Items from a labeling collection:
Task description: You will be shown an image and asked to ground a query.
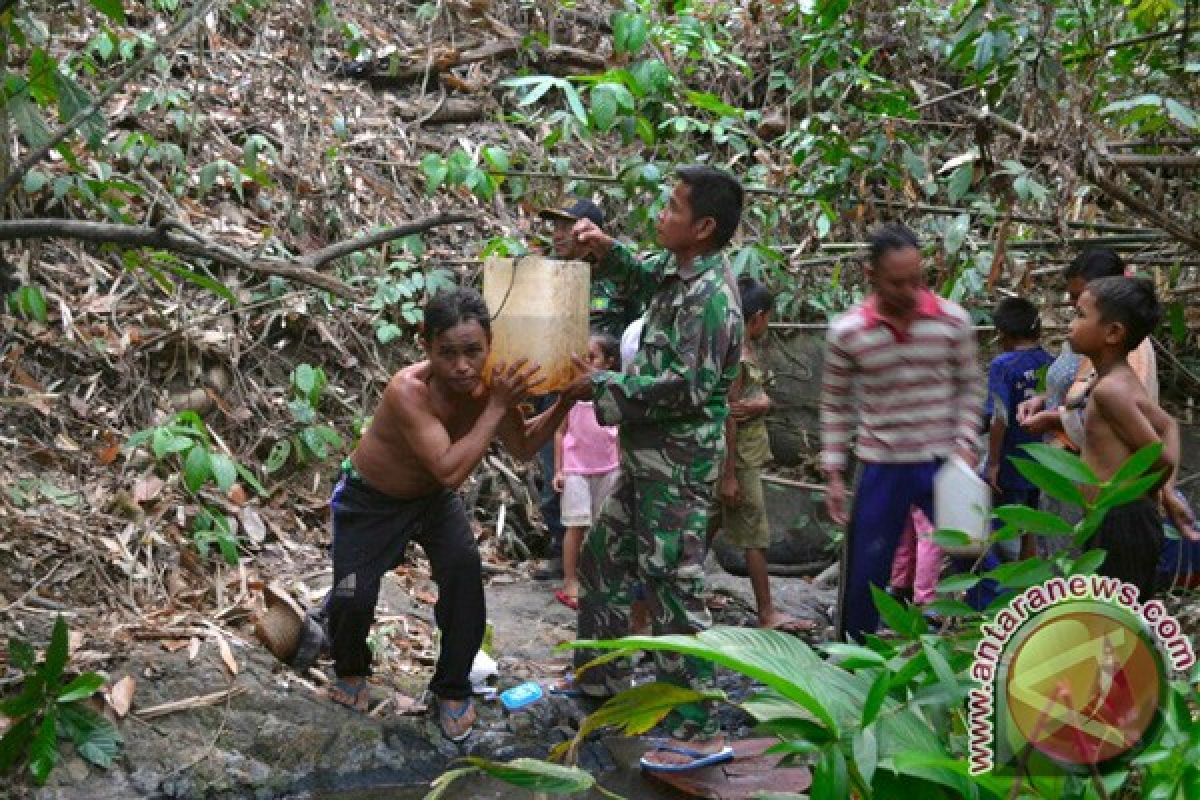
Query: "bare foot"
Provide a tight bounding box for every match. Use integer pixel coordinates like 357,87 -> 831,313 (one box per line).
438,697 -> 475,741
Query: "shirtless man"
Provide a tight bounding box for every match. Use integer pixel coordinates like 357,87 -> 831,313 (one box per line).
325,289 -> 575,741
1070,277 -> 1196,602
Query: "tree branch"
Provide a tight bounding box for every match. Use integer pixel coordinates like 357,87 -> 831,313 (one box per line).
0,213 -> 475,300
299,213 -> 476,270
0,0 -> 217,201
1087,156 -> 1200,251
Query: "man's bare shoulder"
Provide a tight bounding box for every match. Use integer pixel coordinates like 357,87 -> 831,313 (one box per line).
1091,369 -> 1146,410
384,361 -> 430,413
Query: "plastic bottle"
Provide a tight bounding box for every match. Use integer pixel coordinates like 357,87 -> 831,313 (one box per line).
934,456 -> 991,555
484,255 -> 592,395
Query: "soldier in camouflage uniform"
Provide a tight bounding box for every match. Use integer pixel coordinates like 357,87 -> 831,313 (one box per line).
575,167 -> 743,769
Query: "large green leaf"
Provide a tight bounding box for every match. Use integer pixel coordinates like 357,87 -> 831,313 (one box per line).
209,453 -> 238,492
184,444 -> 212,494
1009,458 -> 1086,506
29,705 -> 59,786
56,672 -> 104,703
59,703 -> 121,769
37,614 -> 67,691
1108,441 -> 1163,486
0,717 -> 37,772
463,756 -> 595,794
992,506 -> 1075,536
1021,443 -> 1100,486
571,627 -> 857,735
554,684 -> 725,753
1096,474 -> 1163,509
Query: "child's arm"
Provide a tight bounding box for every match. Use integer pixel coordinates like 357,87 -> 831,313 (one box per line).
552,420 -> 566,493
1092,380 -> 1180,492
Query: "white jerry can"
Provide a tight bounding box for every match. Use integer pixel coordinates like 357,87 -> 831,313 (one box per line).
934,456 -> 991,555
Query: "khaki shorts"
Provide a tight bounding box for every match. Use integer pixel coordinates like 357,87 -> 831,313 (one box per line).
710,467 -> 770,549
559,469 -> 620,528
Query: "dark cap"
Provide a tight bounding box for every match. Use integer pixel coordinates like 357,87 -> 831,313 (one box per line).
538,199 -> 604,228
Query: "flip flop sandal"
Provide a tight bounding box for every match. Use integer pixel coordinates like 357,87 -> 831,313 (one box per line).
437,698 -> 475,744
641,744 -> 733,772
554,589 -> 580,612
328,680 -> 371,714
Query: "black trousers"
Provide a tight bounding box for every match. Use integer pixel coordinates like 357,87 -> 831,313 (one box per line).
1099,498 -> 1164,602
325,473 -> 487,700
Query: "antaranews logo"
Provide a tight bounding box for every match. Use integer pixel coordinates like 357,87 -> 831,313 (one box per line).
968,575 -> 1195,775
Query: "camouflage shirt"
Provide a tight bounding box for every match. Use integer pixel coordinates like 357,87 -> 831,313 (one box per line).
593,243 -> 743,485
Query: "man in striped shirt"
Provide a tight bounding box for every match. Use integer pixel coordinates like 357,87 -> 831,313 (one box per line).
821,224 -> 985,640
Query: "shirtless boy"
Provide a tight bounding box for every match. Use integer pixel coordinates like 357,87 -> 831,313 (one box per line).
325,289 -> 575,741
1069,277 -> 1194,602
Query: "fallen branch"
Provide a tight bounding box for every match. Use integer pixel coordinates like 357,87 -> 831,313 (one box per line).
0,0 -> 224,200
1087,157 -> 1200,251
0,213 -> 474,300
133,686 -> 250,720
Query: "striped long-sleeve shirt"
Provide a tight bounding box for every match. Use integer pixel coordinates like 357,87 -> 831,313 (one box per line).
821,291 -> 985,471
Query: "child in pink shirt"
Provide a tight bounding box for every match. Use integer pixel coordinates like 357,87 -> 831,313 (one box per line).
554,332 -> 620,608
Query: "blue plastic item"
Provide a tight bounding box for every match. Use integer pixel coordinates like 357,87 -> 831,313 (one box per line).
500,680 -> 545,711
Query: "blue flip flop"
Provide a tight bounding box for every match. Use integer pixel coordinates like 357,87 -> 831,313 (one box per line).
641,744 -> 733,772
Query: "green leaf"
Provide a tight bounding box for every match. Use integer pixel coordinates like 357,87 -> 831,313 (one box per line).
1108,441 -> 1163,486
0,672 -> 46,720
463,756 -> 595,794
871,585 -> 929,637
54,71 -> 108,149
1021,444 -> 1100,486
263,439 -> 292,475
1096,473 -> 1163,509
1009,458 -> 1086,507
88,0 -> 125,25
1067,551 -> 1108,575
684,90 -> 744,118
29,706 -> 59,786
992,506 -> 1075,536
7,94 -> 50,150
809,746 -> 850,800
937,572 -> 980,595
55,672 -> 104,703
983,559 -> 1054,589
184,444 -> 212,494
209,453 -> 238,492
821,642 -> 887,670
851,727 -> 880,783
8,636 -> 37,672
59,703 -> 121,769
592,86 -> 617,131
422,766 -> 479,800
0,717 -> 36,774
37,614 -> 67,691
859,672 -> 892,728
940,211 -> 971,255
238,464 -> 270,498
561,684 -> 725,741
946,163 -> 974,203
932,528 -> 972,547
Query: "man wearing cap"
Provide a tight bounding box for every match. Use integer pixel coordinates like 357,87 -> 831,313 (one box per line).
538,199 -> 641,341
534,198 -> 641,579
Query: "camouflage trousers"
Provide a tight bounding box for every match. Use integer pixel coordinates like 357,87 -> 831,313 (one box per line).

GOAL OF THE EXERCISE: Quote the listing above word for word, from start to finish, omitting the pictures.

ANSWER TO THIS PROBLEM:
Task description: You will be shown an image and asked to ground a query.
Query: "bare foot"
Provide a tight bounding box for every match. Use integer pixel coordinates like 357,87 -> 831,313 (one box per line).
438,697 -> 475,741
Query: "shirtless man"
Provide a tight bounding box for every match. Use integer pixel coordinates like 357,87 -> 831,313 (one box per line).
325,289 -> 575,741
1070,277 -> 1196,602
Query: "tree branch"
Provide a tight bounding box for every match. Use integer pixel coordinates like 357,87 -> 831,313 (one box per line).
0,213 -> 475,300
299,213 -> 476,270
0,0 -> 217,201
1087,156 -> 1200,251
Query: "man's bare shoulder"
Provide a tight bounding box for every match. Use integer pixel coordinates like 357,87 -> 831,313 (one box per line).
1091,369 -> 1146,410
384,361 -> 430,413
Query: "plastic bottle"
Provide a tight bounding box for every match. Use integer pixel coordinates like 357,87 -> 831,313 (one box per line).
934,456 -> 991,555
484,255 -> 592,395
Query: "soldier in camouflage uniform"
Provide a tight bounding box for every match. Use integer pixel coordinates like 357,87 -> 831,313 (one box per line).
575,167 -> 743,769
Query: "large green leaf"
Provide a tight bounding box for every match. Use integer pixel coordinates like 357,87 -> 831,313 (one box per line).
209,453 -> 238,492
184,444 -> 212,494
1009,458 -> 1086,506
29,705 -> 59,786
56,672 -> 104,703
59,703 -> 121,769
37,614 -> 67,691
1108,441 -> 1163,486
0,717 -> 37,772
463,756 -> 595,794
992,506 -> 1075,536
1021,443 -> 1100,486
571,627 -> 857,735
554,684 -> 725,753
1096,474 -> 1163,509
Query: "child's arm"
Provide a tight bounding box for every match. Use integer pixel coordinates like 357,87 -> 831,313 (one box per line).
552,420 -> 566,493
1092,380 -> 1180,492
Query: "white jerry can"
Provide a tight bounding box for every match. Use integer pixel coordinates like 357,87 -> 831,313 (one box per line).
934,456 -> 991,555
Query: "khaki shorts"
Provide a tight bounding box for every match. Use integer pixel coordinates like 357,87 -> 831,313 (one box per line).
710,467 -> 770,549
559,469 -> 620,528
Query: "dark cap"
Provide a tight bounding box for every match. Use integer pixel coordinates like 357,87 -> 831,313 (one box per line).
538,199 -> 604,228
Query: "flip flop sandal"
Provide a tight bounding box for every match. Use integer pixel coordinates like 357,87 -> 831,313 (one box per line).
437,698 -> 475,744
641,744 -> 733,772
554,589 -> 580,612
328,680 -> 371,714
Query: "black trousers"
Provide a tight bounding box for every match. Use integer pixel coordinates like 357,87 -> 831,313 (one box per line).
1099,498 -> 1164,602
325,473 -> 487,700
Query: "antaranews logo"
Provide a tight bounding box for every match. Use integer pixel coordinates like 357,87 -> 831,313 (one box per line).
968,575 -> 1195,775
Query: "camouflage shirt"
Provide a tight bounding box for every match. Use integer pixel coordinates like 357,87 -> 831,313 (one box per line).
593,243 -> 743,485
Query: "man in striped shirt"
Provide a tight bounding box for every match. Use integer pixel coordinates like 357,87 -> 831,313 (one box per line).
821,224 -> 985,640
Query: "shirtless boy"
Provide a tight bounding box for every match. Use integer pixel coordinates like 357,87 -> 831,313 (one box per line).
325,289 -> 575,741
1069,277 -> 1194,602
Query: "fallen branch"
Provide a tight bounding box for every match. Use integer pixel coordinates like 357,87 -> 831,313 (one box per line).
0,0 -> 224,200
1087,157 -> 1200,251
0,213 -> 474,300
133,686 -> 250,720
Query: "striped long-sleeve shirt"
Provide a tight bounding box for every match. Use integer pixel coordinates like 357,87 -> 831,313 (one box per line).
821,291 -> 985,471
Query: "child in pink shirt"
Provide a tight bounding box for every match. Use integer pixel coordinates like 357,87 -> 831,313 (one box per line).
554,332 -> 620,608
Query: "blue plastic item"
Provide a tight bounding box for every match. Use integer pixel coordinates like 357,87 -> 831,313 (one box per line).
500,680 -> 545,711
Query: "blue flip flop"
Provide a tight bounding box for every match. Use integer pixel coordinates like 357,87 -> 831,313 (one box per line).
641,744 -> 733,772
Query: "green leaf"
Provide a tight bounding box for every match. Use integer pixel coordinates like 357,87 -> 831,313 (one box per line).
1108,441 -> 1163,486
0,672 -> 46,720
463,756 -> 595,794
871,585 -> 929,637
54,71 -> 108,149
1021,444 -> 1100,486
263,439 -> 292,475
1096,473 -> 1163,509
1009,458 -> 1086,507
88,0 -> 125,25
1067,551 -> 1108,575
684,90 -> 744,118
29,706 -> 59,786
992,506 -> 1075,536
7,94 -> 50,150
809,746 -> 850,800
937,572 -> 980,595
55,672 -> 104,703
983,559 -> 1054,589
184,444 -> 212,494
209,453 -> 238,492
821,642 -> 887,670
851,727 -> 880,783
8,636 -> 37,672
59,703 -> 121,769
592,86 -> 617,131
422,766 -> 479,800
0,717 -> 36,774
37,614 -> 67,691
859,672 -> 892,728
940,211 -> 971,255
238,464 -> 270,498
561,684 -> 725,741
946,163 -> 974,203
932,528 -> 972,547
Query: "man wearing cap"
Provide a tight bounding box for every match. Use integer pixel coordinates like 357,87 -> 831,313 (one box per line).
538,199 -> 641,341
534,198 -> 641,579
Query: "camouflage trousers"
Provide a tight bounding box for every match. Use integer pixel coordinates like 357,87 -> 831,313 (one box per line).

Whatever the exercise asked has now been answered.